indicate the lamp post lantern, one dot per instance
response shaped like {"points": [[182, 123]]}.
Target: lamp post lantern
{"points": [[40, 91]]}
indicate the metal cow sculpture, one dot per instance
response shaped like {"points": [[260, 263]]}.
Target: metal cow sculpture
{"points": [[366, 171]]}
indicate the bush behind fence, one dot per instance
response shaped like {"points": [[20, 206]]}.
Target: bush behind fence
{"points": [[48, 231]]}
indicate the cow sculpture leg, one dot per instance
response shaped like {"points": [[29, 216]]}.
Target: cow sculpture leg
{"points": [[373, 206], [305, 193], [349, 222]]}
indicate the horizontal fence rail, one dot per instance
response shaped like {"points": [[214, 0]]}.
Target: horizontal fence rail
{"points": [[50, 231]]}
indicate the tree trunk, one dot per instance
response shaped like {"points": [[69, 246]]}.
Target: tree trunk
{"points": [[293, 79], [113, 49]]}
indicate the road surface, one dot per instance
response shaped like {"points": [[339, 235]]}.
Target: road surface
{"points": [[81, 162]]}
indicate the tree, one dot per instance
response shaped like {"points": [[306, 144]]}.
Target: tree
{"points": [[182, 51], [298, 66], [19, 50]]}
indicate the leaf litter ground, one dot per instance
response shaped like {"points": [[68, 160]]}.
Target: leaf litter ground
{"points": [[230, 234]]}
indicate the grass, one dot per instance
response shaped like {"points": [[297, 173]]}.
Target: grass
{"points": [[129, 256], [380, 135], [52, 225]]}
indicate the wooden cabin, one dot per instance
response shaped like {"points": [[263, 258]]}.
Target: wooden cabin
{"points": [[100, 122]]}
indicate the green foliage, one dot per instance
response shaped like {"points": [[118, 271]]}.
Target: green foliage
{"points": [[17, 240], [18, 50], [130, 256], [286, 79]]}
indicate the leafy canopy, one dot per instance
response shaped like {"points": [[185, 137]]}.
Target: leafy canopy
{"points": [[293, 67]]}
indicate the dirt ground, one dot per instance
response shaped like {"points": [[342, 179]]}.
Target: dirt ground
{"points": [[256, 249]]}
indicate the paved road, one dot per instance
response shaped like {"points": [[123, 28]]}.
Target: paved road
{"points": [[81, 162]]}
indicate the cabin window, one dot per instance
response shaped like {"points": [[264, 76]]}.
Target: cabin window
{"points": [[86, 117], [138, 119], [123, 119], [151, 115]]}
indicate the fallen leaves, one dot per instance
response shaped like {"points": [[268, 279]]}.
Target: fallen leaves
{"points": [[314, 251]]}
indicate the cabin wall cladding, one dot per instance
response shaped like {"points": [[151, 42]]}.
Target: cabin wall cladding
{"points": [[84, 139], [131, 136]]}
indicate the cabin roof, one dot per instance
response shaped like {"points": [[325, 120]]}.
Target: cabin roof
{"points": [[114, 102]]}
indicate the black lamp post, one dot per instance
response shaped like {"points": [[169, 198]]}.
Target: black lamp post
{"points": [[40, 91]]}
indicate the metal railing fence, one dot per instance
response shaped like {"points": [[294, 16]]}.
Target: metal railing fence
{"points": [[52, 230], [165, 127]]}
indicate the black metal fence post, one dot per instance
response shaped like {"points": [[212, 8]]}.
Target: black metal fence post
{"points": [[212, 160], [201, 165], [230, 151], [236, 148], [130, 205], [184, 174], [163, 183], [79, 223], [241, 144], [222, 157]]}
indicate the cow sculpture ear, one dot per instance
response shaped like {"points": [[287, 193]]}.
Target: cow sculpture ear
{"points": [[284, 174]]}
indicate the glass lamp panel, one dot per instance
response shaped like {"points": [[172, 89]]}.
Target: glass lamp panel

§ **Do this**
Above are some records. Print them all exactly.

§ **Output for this task**
indicate the lamp post lantern, one dot per instance
response shaped like {"points": [[182, 123]]}.
Target: lamp post lantern
{"points": [[40, 91]]}
indicate the metal cow sculpture, one dot per instance
response shaped like {"points": [[260, 263]]}.
Target: metal cow sculpture
{"points": [[366, 171]]}
indicate the bush behind fence, one dot per instance
response shaped like {"points": [[20, 206]]}.
Target: bush behind fence
{"points": [[48, 231]]}
indicate the cow sculpture leg, one dot per instance
response shaped like {"points": [[29, 216]]}.
Target: cow sculpture leg
{"points": [[373, 206], [305, 193], [349, 222]]}
indicate the horizontal fence rail, one dot per instance
response shaped like {"points": [[214, 0]]}.
Target: horizontal fence rail
{"points": [[50, 231]]}
indicate the tree trunk, one dot per instance
response shaped like {"points": [[69, 246]]}.
Target: tree trunk
{"points": [[293, 79], [113, 49]]}
indicate the road surface, one dot per instance
response shaped like {"points": [[339, 235]]}.
Target: road surface
{"points": [[81, 162]]}
indicate the tree, one dot per instance
response shaped like {"points": [[306, 144]]}.
Target: tree
{"points": [[182, 51], [298, 66], [19, 50]]}
indicate the leaf litter ground, one dot per instance
response shaped like {"points": [[68, 160]]}.
Target: leaf litter ground
{"points": [[230, 234]]}
indicate the grass, one dot per instance
response shaped like {"points": [[297, 173]]}.
Target: grass
{"points": [[129, 256], [380, 135], [52, 225]]}
indicate the wooden cabin, one dot per instance
response shaped like {"points": [[263, 258]]}.
Target: wooden cabin
{"points": [[100, 122]]}
indicate the green foliage, one dot per instance
response shaped like {"points": [[118, 271]]}.
Target: green foliage
{"points": [[17, 240], [18, 50], [130, 256], [286, 79]]}
indicate the leafy canopy, one dot per instance
response shaped like {"points": [[185, 137]]}.
Target: leafy canopy
{"points": [[293, 67]]}
indicate the dirt ground, one dot per instance
response shaped like {"points": [[342, 179]]}.
Target: dirt ground
{"points": [[256, 249]]}
indicate the paved road, one dot per instance
response shaped like {"points": [[123, 28]]}.
Target: paved road
{"points": [[81, 162]]}
indicate the cabin window, one dot per instance
response shaped like {"points": [[264, 76]]}.
Target: cabin window
{"points": [[86, 117], [138, 119], [123, 119], [151, 115]]}
indicate the fallen leaves, one dot per instance
response shaped like {"points": [[268, 279]]}.
Target: fallen leaves
{"points": [[314, 251]]}
indicate the cabin wall cladding, one dot per instance
response shaped like {"points": [[151, 42]]}.
Target: cabin wall cladding
{"points": [[84, 139], [131, 136]]}
indicate the cabin roof, one dot per instance
response shaped like {"points": [[325, 120]]}.
Target: cabin roof
{"points": [[114, 102]]}
indicate the black lamp post, one dot per instance
response shaped like {"points": [[169, 198]]}.
Target: black lamp post
{"points": [[40, 91]]}
indicate the metal railing fence, one dot per instance
response shaped like {"points": [[294, 16]]}.
Target: metal railing fence
{"points": [[52, 230], [165, 127]]}
indicate the black metal fence post, one dot per instance
response shaped like {"points": [[212, 8]]}.
Target: black metal fence post
{"points": [[212, 160], [201, 165], [230, 151], [236, 148], [130, 205], [184, 174], [163, 183], [79, 223], [241, 144], [222, 157]]}
indicate the cow sculpture ear, one dot per instance
response shaped like {"points": [[287, 193]]}.
Target: cow sculpture ear
{"points": [[284, 174]]}
indicate the glass lamp panel, one dot per instance
response shaped like {"points": [[172, 89]]}.
Target: glass lamp panel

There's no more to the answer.